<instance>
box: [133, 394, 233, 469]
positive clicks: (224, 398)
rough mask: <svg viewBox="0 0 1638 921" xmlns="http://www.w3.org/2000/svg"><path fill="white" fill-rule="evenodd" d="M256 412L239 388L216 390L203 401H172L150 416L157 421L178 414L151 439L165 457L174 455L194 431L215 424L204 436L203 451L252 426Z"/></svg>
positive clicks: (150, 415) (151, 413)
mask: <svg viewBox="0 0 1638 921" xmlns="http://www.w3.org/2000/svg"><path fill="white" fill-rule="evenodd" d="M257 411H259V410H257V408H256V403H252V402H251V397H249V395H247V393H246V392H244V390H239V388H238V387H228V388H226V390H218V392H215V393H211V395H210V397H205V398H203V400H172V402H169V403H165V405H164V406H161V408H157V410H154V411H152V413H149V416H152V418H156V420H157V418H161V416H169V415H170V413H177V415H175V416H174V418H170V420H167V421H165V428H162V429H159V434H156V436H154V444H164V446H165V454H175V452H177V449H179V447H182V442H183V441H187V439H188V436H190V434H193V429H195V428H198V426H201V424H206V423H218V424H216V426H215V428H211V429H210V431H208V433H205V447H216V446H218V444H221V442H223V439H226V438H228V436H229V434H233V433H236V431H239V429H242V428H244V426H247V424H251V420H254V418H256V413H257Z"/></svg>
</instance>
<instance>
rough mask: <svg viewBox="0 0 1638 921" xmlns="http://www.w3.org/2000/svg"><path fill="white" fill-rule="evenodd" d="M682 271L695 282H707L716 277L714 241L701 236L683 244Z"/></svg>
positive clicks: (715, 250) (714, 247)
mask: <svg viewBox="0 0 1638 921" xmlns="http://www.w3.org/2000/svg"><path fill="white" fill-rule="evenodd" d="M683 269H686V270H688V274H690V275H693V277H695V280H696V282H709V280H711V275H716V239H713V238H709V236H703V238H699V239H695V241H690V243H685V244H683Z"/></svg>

──────────

> Exercise objective:
Copy, with no alteration, the line that contains "271L695 282H707L716 277L714" and each remaining line of the listing above.

> Answer to the exercise:
rough mask: <svg viewBox="0 0 1638 921" xmlns="http://www.w3.org/2000/svg"><path fill="white" fill-rule="evenodd" d="M682 271L695 282H707L716 277L714 241L701 236L683 244Z"/></svg>
positive clicks: (715, 250) (714, 247)
mask: <svg viewBox="0 0 1638 921" xmlns="http://www.w3.org/2000/svg"><path fill="white" fill-rule="evenodd" d="M683 269H686V270H688V274H690V275H693V277H695V280H696V282H709V280H711V275H716V239H713V238H709V236H703V238H699V239H695V241H690V243H685V244H683Z"/></svg>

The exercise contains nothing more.